— start ENTRIES SHOWN —
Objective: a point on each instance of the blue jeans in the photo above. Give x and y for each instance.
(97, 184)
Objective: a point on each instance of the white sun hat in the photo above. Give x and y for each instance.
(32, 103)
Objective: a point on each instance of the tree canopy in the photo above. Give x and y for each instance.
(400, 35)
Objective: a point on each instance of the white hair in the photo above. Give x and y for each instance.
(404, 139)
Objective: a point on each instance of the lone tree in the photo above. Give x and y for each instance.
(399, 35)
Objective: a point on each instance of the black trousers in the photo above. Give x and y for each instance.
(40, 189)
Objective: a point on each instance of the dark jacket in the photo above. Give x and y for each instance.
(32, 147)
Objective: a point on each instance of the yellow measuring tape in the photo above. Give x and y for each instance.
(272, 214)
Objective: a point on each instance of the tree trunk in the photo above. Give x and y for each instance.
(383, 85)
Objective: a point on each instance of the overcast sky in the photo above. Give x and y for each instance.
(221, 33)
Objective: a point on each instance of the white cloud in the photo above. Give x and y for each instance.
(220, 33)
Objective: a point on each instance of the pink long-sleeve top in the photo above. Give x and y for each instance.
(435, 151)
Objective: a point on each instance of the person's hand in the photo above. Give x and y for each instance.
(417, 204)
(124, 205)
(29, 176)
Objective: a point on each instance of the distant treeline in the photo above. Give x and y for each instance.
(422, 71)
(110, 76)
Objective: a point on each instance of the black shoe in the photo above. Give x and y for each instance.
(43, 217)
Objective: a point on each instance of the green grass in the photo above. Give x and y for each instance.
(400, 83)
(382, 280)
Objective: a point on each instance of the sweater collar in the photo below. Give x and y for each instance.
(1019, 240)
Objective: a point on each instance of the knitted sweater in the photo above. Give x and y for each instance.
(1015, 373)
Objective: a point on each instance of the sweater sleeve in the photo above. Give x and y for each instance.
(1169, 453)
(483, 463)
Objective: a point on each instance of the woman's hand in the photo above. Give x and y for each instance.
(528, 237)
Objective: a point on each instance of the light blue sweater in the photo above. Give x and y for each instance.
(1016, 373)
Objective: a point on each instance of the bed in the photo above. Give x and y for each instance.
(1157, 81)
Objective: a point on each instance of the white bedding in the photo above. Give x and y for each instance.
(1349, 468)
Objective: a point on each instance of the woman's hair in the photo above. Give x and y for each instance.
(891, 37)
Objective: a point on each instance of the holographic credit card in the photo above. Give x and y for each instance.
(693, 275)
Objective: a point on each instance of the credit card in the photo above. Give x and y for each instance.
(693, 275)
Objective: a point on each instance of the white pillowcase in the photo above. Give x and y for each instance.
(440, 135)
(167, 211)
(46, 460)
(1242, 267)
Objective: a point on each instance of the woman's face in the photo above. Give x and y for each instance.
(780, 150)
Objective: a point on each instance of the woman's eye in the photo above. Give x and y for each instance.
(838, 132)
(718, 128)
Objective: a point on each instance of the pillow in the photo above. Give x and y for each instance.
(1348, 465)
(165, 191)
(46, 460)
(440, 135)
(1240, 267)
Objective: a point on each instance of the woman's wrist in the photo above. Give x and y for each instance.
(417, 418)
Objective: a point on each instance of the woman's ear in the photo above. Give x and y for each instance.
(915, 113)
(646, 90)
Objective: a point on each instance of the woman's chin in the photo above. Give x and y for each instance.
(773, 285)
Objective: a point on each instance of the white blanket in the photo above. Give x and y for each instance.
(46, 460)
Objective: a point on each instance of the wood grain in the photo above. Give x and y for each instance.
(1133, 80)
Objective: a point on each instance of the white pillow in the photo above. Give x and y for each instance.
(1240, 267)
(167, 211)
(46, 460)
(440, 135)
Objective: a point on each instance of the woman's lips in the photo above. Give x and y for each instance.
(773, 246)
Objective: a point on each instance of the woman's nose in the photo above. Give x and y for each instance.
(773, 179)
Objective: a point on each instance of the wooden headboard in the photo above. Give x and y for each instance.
— end ENTRIES SHOWN —
» YOUR OBJECTIVE: Copy all of the material above, swapping every "Objective" for "Task" and leaving everything else the same.

» RESPONSE TO THIS EXERCISE:
Task: a point on each instance of the blue jeans in the photo above. Give x and y for each instance.
(97, 184)
Task: a point on each instance of the white sun hat in the photo above. Give x and y for each instance.
(32, 103)
Task: a point on each instance of the tree canopy in the photo above. Give x and y for each instance.
(400, 35)
Task: a point on each instance of the white hair in the photo above. Give x and y for each instance.
(404, 139)
Task: a point on each instance of the lone tree in the photo above. Give x and y for each instance.
(399, 35)
Task: a point on each instance of the black trousers in the photo above. Give x and y for each instance.
(40, 189)
Task: a point on each instance of the dark jacket in the photo above. Give x and y for each instance.
(32, 147)
Task: a point on each instance of the yellow measuring tape in the photo above. Give x and y for each instance.
(272, 214)
Task: a point on each instance of the tree trunk in the photo above. Give x and y for each instance.
(383, 85)
Task: a point on each instance of the overcast sky in the photo above. Give x and y for each instance.
(221, 33)
Task: a point on each instance of the white cloud in the photo above. Give x and y for each instance.
(220, 33)
Task: a point on each instance of the pink long-sleeve top in the photo above. Give x and y for each instance.
(435, 151)
Task: a point on each instance of the person's hand in the photo above. Give x and y for each instance.
(417, 204)
(124, 205)
(29, 176)
Task: a point on each instance of the distant treeline in the photo above. Give x and y for each instance.
(422, 71)
(110, 76)
Task: a point on each instance of the black shoe in the photo above. Give x and y for each instance.
(43, 217)
Task: a point on each instance of the green grass in the photo above. Give x and y for each instance.
(400, 83)
(382, 280)
Task: a point on each instance of the sweater collar in the photo below. Give x and y for each instance.
(1019, 240)
Task: a point on each instance of the knitted sweater in the photo above. Give x and y for each instance.
(1015, 373)
Task: a point on each instance of the sweater sleeve in the photo above. Give x and y for each instance.
(1169, 453)
(483, 463)
Task: a point on each instance of the woman's hand in the photo above. Give x and y for each instance.
(528, 237)
Task: a point on each instance of the light blue sweater in the photo above. Give x and y for each instance.
(1016, 373)
Task: a point on each instance of the bed in the photo above. Give x and y for each instance.
(1157, 81)
Task: a point on each instance of the white bedding in the photo above. Give x and y for each instance.
(1349, 468)
Task: a point on each instance of the woman's hair in the photo above. Give x and y for each instance.
(891, 37)
Task: a point on each instance of the holographic credit card in the photo above. Give x and y for each instance.
(693, 275)
Task: a point on each instance of the credit card in the photo above. Give x and y for each instance.
(693, 275)
Task: a point on each instance of the white pillowcase in the photo above. Give x and y for each instance.
(440, 135)
(167, 211)
(46, 460)
(1242, 267)
Task: a point on each instance of the woman's face in the photo above. Give x and y for each instance.
(780, 150)
Task: a point on each instance of the woman's eye in the photo above. Give x and y for each instance.
(838, 132)
(718, 128)
Task: a point on each instance of the pillow in the photo above. Give x and y for each instance.
(1348, 465)
(165, 191)
(46, 460)
(440, 135)
(1240, 267)
Task: a point on each instance of the woman's wrist in the photo above. Give x and y for each instance.
(417, 418)
Task: a point on each instance of the woman's ear in the photo above. Give x and y for each instance.
(915, 113)
(646, 90)
Task: a point on each instance of the woman's chin in the photo above. Give x and y for each instance.
(773, 285)
Task: a point on each instance of the white blanket in the photo above. Give x and y for each instance.
(46, 460)
Task: a point on each instance of the wood grain in the photo above. Give x and y for each instance.
(1133, 80)
Task: a point on each instance of the white pillow in the photo above. Give x and y for each instance.
(1240, 267)
(167, 211)
(46, 460)
(440, 135)
Task: a point on each instance of the woman's lips in the photo above. Give x and y for each instance.
(773, 246)
Task: a point on each instance of the woman's nose in the photo above. Give x and y for each instance.
(773, 179)
Task: a point on each instance of the wooden headboard in the photo above. Give x and y for each instance.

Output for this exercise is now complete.